## WHAT YOU SHOULD DO
Give back exactly the lines that run from the line containing "Where can you spot the wooden floor?" through the end of the listing below. Leave out every other line.

## DATA TO USE
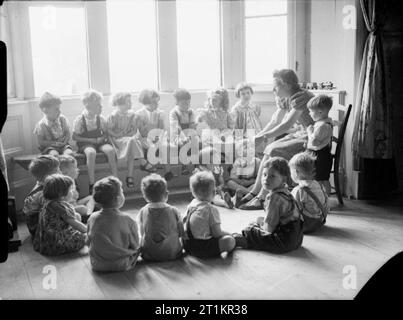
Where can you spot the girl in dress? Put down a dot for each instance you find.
(60, 229)
(122, 126)
(151, 119)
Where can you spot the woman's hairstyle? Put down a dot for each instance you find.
(305, 163)
(147, 95)
(154, 187)
(242, 86)
(66, 161)
(287, 76)
(280, 165)
(202, 184)
(222, 93)
(90, 96)
(42, 166)
(106, 191)
(181, 94)
(56, 186)
(120, 98)
(48, 100)
(320, 102)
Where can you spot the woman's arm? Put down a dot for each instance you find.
(283, 127)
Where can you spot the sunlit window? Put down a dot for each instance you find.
(266, 39)
(198, 37)
(59, 49)
(132, 40)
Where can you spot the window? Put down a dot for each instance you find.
(132, 41)
(198, 38)
(266, 39)
(59, 49)
(4, 36)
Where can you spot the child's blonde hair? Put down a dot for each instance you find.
(106, 191)
(320, 102)
(42, 166)
(181, 94)
(153, 187)
(242, 86)
(91, 96)
(57, 186)
(66, 161)
(120, 98)
(49, 100)
(222, 93)
(305, 163)
(147, 95)
(202, 185)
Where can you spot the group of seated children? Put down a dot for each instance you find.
(56, 217)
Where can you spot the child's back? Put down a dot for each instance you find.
(162, 229)
(113, 240)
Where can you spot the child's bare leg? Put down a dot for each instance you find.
(54, 153)
(226, 243)
(110, 154)
(90, 154)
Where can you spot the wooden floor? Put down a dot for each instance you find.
(359, 234)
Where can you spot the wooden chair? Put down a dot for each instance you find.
(338, 141)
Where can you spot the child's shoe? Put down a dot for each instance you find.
(228, 201)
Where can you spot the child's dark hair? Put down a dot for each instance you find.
(56, 186)
(320, 102)
(106, 191)
(49, 100)
(43, 165)
(242, 86)
(202, 184)
(305, 163)
(65, 161)
(153, 187)
(181, 94)
(147, 95)
(281, 166)
(287, 76)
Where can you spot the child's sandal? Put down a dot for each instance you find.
(129, 182)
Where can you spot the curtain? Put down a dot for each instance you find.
(372, 123)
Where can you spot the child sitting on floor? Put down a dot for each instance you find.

## THE REPLY
Where can you spot the wooden floor? Put down a dot for each instance you find.
(359, 234)
Where can you spot the wooden chair? Put down a dot for each instance you find.
(338, 141)
Where can you spot the child's shoe? Put down a dot for each instance you find.
(228, 201)
Where can you spot the child's dark hair? Put down a dot for each instance you find.
(56, 186)
(320, 102)
(106, 191)
(49, 100)
(43, 165)
(242, 86)
(202, 184)
(305, 163)
(65, 161)
(153, 187)
(181, 94)
(147, 95)
(281, 166)
(287, 76)
Where can you spot the child's sandal? Put down a dot for each instance you find.
(129, 182)
Where can you spot the curtain? Put down a dot for each instance you find.
(372, 123)
Where can you spot the child sitting on floor? Put down a dot for each instance you find.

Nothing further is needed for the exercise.